Copy out the entries below word for word, starting at the line that contains "TARGET = beige stone pillar" and ending at the line that contains "column 1188, row 182", with both of those lines included.
>> begin
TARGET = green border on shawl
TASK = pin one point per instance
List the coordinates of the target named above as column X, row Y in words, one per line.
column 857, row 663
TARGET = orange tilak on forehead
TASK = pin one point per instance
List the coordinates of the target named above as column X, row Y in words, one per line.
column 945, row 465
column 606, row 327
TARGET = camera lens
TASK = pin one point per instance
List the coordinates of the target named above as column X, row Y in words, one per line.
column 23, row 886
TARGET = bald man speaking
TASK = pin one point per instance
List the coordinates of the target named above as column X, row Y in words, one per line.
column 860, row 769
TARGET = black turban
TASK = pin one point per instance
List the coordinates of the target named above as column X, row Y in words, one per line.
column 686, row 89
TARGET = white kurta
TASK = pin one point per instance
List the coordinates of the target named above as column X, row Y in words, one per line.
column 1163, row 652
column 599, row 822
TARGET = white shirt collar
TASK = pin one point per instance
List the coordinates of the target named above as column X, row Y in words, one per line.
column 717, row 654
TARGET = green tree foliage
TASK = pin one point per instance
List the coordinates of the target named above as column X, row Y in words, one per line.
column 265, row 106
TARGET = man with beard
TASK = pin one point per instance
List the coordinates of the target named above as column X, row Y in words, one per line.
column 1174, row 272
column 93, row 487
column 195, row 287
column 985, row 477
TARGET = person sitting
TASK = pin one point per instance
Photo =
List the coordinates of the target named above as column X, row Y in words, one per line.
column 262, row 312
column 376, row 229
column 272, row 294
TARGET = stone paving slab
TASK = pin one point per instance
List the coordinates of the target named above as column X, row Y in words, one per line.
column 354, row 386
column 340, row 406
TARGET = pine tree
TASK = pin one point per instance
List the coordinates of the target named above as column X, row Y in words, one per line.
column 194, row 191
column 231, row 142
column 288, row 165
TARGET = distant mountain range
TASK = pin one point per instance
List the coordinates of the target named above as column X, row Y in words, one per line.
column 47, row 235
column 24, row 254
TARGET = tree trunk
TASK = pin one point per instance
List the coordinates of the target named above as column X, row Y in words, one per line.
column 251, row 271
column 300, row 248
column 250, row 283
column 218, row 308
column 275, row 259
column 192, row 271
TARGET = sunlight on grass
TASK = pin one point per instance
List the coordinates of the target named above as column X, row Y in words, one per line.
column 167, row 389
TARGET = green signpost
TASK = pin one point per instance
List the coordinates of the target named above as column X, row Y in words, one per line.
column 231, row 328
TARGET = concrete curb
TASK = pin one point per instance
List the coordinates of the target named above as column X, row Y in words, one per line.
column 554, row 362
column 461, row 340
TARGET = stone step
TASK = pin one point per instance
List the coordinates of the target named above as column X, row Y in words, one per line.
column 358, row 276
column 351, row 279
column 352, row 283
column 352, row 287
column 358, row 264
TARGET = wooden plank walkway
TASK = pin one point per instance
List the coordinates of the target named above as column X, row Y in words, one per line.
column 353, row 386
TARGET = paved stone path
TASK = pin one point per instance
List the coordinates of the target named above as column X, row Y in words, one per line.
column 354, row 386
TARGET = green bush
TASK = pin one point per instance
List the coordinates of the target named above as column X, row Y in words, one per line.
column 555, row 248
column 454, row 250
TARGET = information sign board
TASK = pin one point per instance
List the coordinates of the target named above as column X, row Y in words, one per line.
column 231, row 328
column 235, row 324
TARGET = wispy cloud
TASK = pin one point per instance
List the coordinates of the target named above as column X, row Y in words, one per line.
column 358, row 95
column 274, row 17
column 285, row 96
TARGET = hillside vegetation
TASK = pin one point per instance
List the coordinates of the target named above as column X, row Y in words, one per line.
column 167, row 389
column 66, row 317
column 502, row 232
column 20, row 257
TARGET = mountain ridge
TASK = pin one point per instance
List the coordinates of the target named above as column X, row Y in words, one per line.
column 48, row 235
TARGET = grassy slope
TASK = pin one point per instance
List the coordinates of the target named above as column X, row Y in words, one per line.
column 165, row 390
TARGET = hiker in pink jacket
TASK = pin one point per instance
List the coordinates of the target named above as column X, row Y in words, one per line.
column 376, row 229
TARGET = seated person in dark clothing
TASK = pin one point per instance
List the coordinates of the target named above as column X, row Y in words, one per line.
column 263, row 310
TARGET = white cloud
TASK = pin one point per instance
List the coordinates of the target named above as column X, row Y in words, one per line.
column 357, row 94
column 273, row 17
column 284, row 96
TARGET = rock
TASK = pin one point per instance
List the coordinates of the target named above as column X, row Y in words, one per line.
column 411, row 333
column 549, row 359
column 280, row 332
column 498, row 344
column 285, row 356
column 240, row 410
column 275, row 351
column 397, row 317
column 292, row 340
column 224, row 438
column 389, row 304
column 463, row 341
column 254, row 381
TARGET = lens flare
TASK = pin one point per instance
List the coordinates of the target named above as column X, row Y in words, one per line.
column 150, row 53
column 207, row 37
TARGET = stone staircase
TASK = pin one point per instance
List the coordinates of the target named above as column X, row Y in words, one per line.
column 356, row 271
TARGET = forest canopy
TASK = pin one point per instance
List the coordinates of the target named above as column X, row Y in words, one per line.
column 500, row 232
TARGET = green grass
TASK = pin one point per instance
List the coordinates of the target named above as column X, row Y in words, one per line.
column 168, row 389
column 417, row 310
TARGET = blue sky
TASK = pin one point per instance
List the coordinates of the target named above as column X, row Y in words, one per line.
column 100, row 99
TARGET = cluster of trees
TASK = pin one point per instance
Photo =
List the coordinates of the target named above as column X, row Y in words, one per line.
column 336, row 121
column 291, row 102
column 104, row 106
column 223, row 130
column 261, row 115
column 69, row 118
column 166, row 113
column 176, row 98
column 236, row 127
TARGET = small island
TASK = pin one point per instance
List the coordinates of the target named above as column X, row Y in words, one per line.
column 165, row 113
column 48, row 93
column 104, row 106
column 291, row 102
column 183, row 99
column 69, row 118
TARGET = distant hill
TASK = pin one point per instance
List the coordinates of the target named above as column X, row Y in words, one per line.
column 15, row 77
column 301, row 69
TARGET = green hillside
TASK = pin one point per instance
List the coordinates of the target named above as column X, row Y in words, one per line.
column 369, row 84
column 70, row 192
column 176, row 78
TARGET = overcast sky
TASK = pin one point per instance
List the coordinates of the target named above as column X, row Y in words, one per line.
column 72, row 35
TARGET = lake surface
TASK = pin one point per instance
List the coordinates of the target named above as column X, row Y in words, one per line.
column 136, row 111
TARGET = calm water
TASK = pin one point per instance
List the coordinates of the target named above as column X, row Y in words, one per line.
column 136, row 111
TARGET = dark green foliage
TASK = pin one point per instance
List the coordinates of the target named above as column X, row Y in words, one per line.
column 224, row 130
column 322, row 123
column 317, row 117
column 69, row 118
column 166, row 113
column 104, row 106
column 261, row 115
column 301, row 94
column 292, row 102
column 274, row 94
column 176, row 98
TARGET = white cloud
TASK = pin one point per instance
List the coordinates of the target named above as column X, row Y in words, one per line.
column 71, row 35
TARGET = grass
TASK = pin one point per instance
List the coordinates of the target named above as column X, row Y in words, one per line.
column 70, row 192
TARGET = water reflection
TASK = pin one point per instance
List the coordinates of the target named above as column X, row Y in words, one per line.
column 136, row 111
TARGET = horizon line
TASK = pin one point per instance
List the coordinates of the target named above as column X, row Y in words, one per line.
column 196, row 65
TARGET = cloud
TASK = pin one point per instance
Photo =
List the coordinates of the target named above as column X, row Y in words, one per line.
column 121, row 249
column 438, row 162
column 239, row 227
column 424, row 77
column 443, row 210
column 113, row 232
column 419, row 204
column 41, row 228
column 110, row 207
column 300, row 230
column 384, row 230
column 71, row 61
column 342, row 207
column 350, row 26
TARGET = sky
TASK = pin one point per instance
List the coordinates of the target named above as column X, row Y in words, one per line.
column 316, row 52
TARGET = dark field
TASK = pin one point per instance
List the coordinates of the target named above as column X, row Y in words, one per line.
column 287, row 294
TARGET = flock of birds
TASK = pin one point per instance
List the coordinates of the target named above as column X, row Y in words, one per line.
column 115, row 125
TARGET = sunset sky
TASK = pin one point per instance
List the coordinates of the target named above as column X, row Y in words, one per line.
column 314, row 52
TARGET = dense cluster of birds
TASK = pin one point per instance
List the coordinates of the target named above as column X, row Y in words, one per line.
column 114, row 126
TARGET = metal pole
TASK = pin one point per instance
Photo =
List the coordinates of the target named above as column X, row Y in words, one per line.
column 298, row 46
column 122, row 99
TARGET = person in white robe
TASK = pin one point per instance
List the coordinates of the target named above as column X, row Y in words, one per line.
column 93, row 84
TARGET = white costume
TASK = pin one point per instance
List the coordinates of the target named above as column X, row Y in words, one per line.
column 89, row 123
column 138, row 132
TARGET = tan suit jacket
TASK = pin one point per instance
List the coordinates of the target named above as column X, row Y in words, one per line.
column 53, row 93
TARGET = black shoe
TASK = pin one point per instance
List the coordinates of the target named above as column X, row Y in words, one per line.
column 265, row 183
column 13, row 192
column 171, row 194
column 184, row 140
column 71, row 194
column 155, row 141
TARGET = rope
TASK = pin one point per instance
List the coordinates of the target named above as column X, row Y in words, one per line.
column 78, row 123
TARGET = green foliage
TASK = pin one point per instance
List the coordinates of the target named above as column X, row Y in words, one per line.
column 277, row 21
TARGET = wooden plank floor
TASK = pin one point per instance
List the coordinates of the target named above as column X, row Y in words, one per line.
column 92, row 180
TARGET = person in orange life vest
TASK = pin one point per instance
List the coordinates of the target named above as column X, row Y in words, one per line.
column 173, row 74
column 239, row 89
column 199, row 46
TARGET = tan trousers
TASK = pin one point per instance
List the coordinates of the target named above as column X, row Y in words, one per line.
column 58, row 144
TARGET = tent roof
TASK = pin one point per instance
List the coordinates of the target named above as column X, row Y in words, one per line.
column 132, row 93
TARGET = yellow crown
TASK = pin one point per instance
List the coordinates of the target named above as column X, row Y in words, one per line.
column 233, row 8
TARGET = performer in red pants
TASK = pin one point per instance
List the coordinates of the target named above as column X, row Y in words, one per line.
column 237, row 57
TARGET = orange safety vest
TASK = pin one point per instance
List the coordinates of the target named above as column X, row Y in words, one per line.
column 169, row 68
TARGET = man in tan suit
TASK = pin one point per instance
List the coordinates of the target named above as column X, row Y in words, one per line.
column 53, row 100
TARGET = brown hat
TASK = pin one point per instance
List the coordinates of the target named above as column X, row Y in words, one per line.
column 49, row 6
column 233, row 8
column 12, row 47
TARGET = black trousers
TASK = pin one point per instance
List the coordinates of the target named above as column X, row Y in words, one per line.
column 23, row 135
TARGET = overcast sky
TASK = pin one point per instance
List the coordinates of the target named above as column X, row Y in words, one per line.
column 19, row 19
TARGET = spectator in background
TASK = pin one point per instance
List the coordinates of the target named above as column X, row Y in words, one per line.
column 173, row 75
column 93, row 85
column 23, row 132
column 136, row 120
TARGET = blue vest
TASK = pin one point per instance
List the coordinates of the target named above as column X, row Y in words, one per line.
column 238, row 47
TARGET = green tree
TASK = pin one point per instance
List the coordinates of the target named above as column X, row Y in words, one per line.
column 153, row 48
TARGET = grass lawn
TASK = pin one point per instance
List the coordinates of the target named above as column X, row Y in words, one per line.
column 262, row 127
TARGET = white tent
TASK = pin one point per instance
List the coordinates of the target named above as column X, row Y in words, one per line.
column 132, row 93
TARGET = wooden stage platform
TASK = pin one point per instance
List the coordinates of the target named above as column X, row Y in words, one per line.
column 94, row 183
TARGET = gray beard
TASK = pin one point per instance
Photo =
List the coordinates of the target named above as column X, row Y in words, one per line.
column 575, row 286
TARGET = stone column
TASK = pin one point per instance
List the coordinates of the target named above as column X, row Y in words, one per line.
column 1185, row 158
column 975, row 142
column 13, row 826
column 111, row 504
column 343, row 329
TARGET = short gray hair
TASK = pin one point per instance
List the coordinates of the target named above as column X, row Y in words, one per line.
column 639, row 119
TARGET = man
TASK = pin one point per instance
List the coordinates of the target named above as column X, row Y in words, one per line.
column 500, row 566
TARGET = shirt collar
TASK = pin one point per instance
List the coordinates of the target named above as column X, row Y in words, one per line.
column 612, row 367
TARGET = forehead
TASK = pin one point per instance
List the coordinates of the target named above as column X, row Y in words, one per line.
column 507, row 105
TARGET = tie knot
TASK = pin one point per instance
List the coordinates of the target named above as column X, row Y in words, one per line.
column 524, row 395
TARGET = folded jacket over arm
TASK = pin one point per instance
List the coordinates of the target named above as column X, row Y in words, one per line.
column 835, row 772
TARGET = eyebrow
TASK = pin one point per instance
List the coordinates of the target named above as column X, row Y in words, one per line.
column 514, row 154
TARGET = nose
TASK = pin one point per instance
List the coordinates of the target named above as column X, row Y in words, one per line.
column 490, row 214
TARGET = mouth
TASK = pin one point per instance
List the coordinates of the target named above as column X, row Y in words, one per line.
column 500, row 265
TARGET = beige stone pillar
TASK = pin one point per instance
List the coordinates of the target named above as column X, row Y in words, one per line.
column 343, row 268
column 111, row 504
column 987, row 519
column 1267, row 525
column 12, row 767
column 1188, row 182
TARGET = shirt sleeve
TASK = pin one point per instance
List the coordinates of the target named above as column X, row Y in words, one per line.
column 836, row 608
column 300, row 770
>> end
- WRITTEN ANSWER -
TARGET = beige stone pillar
TASK = pin one point per instance
List the coordinates of the target named above as column X, row Y in words, one per line.
column 343, row 268
column 111, row 504
column 987, row 519
column 1267, row 525
column 12, row 767
column 1188, row 182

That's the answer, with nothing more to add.